Output each record exactly, excluding pictures.

== Records for this task ==

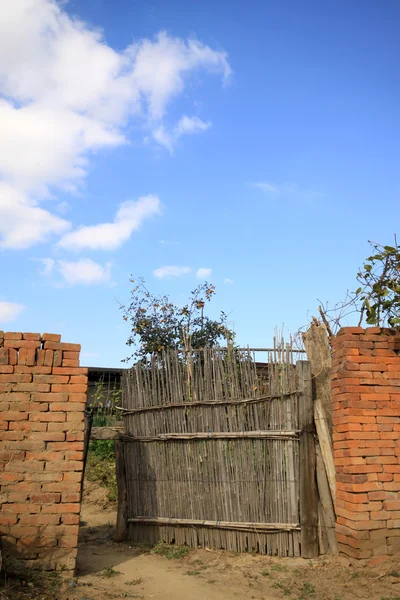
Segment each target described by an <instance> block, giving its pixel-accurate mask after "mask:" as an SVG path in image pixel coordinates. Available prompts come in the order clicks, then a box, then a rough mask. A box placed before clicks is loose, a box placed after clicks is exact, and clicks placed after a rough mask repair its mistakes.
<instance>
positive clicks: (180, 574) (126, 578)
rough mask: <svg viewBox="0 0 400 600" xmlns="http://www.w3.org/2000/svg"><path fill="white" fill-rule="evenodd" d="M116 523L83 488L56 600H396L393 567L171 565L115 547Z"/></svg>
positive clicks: (294, 558) (343, 557)
mask: <svg viewBox="0 0 400 600" xmlns="http://www.w3.org/2000/svg"><path fill="white" fill-rule="evenodd" d="M115 516H116V515H115V508H112V509H109V508H107V507H106V505H105V502H104V495H103V493H102V491H101V490H98V489H96V487H95V486H93V485H91V486H89V487H87V488H86V494H85V501H84V504H83V507H82V525H81V534H80V546H79V555H78V571H77V577H76V578H75V579H71V580H69V581H66V582H65V583H64V584H63V586H62V588H63V589H62V591H60V592H59V593H57V595H56V596H55V598H56V600H105V599H107V600H108V599H118V600H119V599H122V598H132V599H137V600H139V599H146V600H147V599H154V600H204V598H207V600H235V599H242V598H243V599H244V598H246V600H247V599H249V600H250V599H255V600H279V599H280V598H287V599H291V600H354V599H357V600H358V599H359V600H365V599H370V600H400V565H398V563H397V562H396V561H394V560H392V561H390V562H388V563H385V564H383V565H380V566H376V567H370V566H367V565H365V564H361V563H360V562H358V561H351V560H348V559H347V558H346V557H343V556H339V557H329V558H327V557H320V558H318V559H316V560H312V561H305V560H303V559H295V558H287V559H278V558H269V557H263V556H259V555H249V554H240V555H239V554H233V553H229V552H225V551H223V550H208V549H198V550H194V549H193V550H192V549H190V550H186V549H185V551H183V552H181V553H178V555H179V557H178V558H172V557H171V556H173V555H174V552H173V551H171V549H170V547H165V548H163V549H162V550H163V553H164V554H165V555H159V554H157V553H156V552H155V551H154V549H146V548H138V547H134V546H130V545H129V544H116V543H115V542H113V534H114V526H115ZM168 557H169V558H168ZM36 597H37V598H38V599H39V598H45V597H46V598H47V597H49V596H45V595H42V594H40V595H38V596H36ZM51 597H52V598H53V596H51Z"/></svg>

===

Result for this task —
Segment each target described by an <instance> block, giving its pixel-accurate mask after "mask:" as an SVG path in image pixel coordinates. Available prompts come in the order clicks, then a box, then a rough mask. A box placed before clicks is loose, a box placed after clicks is exact, and clicks placed after a rough mask repair its mistakes.
<instance>
positive clicks: (180, 574) (126, 578)
rough mask: <svg viewBox="0 0 400 600" xmlns="http://www.w3.org/2000/svg"><path fill="white" fill-rule="evenodd" d="M116 523L83 488L56 600H396L393 567L171 565L115 547Z"/></svg>
positive clicks: (294, 558) (343, 557)
mask: <svg viewBox="0 0 400 600" xmlns="http://www.w3.org/2000/svg"><path fill="white" fill-rule="evenodd" d="M115 516H116V515H115V508H112V509H109V508H107V507H106V505H105V502H104V495H103V493H102V491H101V490H98V489H96V487H95V486H93V485H91V486H89V487H87V488H86V494H85V501H84V504H83V507H82V525H81V534H80V546H79V555H78V571H77V577H76V578H75V579H71V580H69V581H66V582H65V583H64V584H63V586H62V588H63V589H62V591H60V592H59V593H57V595H56V596H55V598H56V600H105V599H107V600H108V599H118V600H119V599H122V598H132V599H137V600H139V599H146V600H147V599H154V600H204V598H207V600H235V599H242V598H243V599H244V598H246V600H247V599H249V600H250V599H255V600H279V599H280V598H287V599H291V600H354V599H357V600H358V599H359V600H365V599H370V600H400V565H398V563H397V562H396V561H394V560H392V561H390V562H388V563H385V564H383V565H380V566H376V567H370V566H367V565H365V564H361V563H360V562H358V561H351V560H348V559H347V558H346V557H343V556H339V557H329V558H327V557H320V558H318V559H316V560H312V561H305V560H303V559H295V558H287V559H278V558H269V557H263V556H259V555H249V554H240V555H239V554H233V553H229V552H225V551H223V550H208V549H198V550H194V549H193V550H192V549H190V550H186V549H185V551H183V552H181V553H178V555H179V557H178V558H172V557H171V556H173V555H174V552H173V551H171V549H170V547H165V548H163V549H162V550H163V553H164V554H165V555H159V554H157V553H156V552H155V551H154V549H146V548H138V547H134V546H130V545H129V544H116V543H115V542H113V534H114V526H115ZM168 557H169V558H168ZM36 597H37V598H38V599H39V598H45V597H46V598H47V597H49V596H45V595H42V594H40V595H38V596H36ZM51 597H52V598H53V596H51Z"/></svg>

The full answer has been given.